--- Task statement ---
Starting at the first of the items below and ending with the line that contains "[114,173,136,207]", write the lines out again with "shrub" changed to "bush" and nothing else altered.

(Dataset excerpt)
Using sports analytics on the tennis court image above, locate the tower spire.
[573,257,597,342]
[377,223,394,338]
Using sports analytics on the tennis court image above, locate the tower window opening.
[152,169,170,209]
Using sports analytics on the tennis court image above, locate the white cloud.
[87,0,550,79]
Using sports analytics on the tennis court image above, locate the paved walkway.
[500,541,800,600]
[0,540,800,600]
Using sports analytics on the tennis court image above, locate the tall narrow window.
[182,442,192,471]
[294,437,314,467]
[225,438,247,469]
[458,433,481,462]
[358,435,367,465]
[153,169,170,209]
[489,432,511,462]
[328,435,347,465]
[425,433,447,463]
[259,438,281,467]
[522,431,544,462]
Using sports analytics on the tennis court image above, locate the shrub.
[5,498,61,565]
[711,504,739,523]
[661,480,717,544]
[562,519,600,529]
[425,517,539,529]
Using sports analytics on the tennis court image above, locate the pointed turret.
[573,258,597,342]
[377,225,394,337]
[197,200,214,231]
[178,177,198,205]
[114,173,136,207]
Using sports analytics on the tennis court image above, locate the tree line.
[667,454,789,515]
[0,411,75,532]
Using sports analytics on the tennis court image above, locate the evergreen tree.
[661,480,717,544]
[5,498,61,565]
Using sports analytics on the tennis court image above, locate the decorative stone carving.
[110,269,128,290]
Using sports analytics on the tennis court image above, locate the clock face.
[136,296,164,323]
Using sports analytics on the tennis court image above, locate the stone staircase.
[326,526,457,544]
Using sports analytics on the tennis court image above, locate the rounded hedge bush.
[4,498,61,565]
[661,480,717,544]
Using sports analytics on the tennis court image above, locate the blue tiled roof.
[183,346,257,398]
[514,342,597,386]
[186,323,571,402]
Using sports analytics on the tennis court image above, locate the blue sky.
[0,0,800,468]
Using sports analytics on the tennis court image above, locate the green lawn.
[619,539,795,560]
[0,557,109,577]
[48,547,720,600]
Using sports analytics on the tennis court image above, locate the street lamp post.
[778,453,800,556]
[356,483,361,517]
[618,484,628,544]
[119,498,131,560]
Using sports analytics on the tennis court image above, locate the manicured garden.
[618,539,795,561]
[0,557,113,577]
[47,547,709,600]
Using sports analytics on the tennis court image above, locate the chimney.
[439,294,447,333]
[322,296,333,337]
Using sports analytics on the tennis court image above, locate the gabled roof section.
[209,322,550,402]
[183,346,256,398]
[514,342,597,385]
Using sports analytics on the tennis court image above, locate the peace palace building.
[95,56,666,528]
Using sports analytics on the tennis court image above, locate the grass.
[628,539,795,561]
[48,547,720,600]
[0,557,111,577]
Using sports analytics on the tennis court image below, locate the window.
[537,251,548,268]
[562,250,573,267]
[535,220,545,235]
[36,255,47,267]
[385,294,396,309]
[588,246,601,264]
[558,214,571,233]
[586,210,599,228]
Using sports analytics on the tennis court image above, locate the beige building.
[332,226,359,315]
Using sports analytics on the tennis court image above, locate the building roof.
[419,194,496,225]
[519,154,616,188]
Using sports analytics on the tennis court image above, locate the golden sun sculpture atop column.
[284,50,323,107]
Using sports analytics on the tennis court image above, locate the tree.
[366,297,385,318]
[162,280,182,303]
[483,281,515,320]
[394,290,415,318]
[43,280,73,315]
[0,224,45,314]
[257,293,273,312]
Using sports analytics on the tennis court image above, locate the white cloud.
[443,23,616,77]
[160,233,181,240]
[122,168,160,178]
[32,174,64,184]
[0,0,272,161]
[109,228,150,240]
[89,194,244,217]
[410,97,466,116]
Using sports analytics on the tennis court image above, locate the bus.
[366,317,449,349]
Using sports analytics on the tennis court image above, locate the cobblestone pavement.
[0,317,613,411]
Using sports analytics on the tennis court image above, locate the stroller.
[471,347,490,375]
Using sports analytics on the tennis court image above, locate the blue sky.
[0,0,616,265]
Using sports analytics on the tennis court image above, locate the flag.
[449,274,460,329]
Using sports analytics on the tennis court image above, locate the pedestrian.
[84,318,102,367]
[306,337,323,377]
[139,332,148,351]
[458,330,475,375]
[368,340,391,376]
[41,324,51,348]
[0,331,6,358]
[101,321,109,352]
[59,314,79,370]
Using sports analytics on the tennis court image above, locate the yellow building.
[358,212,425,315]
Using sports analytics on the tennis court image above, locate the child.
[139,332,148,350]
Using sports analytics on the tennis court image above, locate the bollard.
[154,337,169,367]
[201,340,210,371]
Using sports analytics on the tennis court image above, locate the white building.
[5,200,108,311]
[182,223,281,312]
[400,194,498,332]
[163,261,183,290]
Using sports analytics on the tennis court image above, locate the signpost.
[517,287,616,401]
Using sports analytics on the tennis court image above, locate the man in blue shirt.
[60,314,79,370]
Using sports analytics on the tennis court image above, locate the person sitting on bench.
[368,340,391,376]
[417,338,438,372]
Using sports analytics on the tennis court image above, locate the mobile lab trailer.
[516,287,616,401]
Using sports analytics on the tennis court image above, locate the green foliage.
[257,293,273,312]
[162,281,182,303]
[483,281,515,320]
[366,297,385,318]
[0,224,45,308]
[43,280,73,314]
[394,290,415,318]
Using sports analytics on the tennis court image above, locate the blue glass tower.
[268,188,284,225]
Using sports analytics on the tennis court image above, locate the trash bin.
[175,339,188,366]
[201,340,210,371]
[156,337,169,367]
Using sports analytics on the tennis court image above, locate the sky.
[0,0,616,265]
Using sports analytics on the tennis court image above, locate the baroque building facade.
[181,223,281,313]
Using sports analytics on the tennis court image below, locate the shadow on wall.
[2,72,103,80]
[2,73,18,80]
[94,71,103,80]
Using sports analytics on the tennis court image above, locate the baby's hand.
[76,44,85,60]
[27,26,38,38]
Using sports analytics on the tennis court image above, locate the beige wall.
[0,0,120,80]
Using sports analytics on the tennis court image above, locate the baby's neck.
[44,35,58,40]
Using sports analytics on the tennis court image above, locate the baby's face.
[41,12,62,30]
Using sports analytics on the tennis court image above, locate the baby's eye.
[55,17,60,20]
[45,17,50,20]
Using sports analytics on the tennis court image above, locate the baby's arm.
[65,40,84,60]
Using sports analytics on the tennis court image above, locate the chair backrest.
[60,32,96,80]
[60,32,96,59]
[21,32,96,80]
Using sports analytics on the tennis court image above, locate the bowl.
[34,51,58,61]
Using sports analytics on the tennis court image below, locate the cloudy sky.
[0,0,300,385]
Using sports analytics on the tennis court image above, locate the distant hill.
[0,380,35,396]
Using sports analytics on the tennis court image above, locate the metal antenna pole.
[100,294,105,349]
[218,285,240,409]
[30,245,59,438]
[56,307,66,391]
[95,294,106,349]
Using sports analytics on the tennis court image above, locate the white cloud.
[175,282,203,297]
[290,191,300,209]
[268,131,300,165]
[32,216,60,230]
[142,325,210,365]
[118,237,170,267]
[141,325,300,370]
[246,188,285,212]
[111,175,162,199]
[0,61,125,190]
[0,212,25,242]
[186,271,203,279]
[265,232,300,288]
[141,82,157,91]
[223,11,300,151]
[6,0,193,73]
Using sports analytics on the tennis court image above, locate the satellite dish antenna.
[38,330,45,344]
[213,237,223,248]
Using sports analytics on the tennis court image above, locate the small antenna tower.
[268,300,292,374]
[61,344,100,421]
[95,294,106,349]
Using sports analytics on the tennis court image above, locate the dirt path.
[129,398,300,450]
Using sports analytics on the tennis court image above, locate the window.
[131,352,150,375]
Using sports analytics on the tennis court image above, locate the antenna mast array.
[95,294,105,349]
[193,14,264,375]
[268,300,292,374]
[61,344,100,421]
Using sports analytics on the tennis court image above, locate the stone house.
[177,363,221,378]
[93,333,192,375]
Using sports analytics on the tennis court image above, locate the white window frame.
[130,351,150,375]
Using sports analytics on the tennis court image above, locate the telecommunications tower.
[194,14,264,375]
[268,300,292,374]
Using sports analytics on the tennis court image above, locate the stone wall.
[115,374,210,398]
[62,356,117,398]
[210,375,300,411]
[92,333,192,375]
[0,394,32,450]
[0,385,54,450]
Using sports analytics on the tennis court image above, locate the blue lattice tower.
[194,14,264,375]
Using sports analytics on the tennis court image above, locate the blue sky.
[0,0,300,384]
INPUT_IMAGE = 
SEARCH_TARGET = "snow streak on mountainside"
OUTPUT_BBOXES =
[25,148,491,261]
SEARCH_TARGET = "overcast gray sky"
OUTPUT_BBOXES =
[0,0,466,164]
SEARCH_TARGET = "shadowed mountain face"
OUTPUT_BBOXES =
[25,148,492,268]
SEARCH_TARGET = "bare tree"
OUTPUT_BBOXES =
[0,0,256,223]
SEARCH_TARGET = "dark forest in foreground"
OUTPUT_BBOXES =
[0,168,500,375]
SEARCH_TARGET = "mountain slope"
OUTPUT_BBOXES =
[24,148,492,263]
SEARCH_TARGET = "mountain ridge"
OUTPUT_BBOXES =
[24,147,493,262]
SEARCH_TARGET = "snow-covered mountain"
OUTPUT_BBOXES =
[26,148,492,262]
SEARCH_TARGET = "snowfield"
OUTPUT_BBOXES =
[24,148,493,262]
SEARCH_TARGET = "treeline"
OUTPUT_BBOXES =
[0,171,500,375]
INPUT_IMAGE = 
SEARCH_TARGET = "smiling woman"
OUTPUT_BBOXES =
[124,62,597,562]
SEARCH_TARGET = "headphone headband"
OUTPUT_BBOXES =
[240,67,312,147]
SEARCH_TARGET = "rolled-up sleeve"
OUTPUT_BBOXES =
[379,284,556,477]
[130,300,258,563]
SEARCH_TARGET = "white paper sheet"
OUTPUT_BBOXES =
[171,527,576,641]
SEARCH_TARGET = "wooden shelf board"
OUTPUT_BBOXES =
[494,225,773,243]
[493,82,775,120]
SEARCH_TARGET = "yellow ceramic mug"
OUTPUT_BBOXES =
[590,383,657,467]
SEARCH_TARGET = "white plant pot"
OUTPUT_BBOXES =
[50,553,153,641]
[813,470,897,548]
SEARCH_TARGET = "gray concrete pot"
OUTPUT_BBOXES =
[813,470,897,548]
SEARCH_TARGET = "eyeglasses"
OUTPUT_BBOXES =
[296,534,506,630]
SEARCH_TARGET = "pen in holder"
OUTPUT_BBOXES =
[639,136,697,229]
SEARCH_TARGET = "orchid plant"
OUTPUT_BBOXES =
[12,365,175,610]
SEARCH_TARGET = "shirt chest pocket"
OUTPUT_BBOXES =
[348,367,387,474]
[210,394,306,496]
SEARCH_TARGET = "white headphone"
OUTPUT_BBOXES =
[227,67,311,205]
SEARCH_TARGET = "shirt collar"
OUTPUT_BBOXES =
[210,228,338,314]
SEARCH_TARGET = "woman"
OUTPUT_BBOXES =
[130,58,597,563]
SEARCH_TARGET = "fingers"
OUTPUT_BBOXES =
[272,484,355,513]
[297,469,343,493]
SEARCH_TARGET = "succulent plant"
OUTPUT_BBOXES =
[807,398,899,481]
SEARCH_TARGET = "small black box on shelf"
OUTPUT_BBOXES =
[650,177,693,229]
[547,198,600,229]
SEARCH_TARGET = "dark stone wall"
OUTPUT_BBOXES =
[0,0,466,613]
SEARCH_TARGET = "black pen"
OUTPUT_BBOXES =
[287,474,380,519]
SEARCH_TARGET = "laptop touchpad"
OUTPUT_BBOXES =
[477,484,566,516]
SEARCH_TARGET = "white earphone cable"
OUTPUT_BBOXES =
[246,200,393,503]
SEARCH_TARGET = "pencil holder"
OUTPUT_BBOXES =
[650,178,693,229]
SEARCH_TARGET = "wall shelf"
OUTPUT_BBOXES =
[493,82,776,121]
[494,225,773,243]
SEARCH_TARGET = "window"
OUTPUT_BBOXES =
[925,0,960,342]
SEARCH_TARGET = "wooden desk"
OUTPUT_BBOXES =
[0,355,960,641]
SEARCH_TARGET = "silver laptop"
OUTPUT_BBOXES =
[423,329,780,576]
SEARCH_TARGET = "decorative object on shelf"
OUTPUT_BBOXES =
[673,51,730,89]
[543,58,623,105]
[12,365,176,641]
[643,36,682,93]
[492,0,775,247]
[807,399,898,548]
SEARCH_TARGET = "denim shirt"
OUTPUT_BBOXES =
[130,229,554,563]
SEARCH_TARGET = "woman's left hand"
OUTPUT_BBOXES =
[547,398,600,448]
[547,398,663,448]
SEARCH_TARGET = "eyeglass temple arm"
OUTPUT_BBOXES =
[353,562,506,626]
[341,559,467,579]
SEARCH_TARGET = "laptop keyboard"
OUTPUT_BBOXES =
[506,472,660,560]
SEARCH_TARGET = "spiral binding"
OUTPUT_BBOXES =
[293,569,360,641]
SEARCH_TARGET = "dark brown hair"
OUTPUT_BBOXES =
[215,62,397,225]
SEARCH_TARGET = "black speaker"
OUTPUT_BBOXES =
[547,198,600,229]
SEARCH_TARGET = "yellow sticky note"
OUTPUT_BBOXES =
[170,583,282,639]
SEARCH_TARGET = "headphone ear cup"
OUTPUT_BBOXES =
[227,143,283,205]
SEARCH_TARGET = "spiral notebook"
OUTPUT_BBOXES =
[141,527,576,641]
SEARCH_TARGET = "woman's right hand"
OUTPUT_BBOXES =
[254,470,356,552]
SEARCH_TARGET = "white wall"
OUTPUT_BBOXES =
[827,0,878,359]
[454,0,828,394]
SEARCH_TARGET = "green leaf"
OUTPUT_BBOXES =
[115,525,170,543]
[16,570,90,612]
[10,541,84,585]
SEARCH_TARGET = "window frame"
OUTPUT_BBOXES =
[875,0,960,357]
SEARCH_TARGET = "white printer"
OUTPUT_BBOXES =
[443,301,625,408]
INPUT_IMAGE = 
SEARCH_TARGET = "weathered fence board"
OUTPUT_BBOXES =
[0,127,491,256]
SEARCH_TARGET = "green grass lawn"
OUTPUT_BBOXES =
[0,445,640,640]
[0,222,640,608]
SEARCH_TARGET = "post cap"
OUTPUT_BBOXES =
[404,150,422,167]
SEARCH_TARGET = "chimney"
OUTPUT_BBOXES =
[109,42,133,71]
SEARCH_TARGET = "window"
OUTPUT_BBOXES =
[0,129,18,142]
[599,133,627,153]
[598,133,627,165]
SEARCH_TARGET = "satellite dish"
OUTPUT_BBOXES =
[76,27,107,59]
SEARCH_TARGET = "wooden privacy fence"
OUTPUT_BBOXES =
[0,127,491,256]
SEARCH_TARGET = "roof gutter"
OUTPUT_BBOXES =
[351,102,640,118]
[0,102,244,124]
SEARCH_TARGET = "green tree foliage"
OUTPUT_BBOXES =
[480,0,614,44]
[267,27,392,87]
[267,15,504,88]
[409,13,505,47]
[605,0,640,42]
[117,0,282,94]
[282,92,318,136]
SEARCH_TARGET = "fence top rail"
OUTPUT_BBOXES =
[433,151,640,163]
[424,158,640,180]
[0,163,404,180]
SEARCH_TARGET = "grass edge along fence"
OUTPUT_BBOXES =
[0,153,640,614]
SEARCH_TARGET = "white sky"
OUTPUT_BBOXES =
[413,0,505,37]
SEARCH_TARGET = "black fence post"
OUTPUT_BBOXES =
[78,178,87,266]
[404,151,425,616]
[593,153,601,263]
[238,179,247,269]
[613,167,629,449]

--- Exercise result ---
Using sports analytics on the tennis court image above, locate the tower spire.
[573,257,597,342]
[377,223,394,338]
Using sports analytics on the tennis court image above, locate the tower window opening.
[152,169,170,209]
Using sports analytics on the tennis court image above, locate the white cloud.
[87,0,550,79]
Using sports analytics on the tennis court image above, locate the paved walkway.
[500,541,800,600]
[0,540,800,600]
Using sports analytics on the tennis court image above, locate the tall narrow window.
[182,442,192,471]
[294,437,314,467]
[225,438,247,469]
[458,433,481,462]
[358,435,367,465]
[153,169,170,209]
[489,432,511,462]
[328,435,347,465]
[425,433,447,463]
[259,438,281,467]
[522,431,544,462]
Using sports analytics on the tennis court image above, locate the bush.
[5,498,61,565]
[711,504,739,523]
[661,480,717,544]
[562,519,600,529]
[425,517,539,529]
Using sports analytics on the tennis court image above, locate the pointed turret.
[573,258,597,342]
[377,225,394,337]
[197,200,214,231]
[178,177,198,205]
[114,173,136,207]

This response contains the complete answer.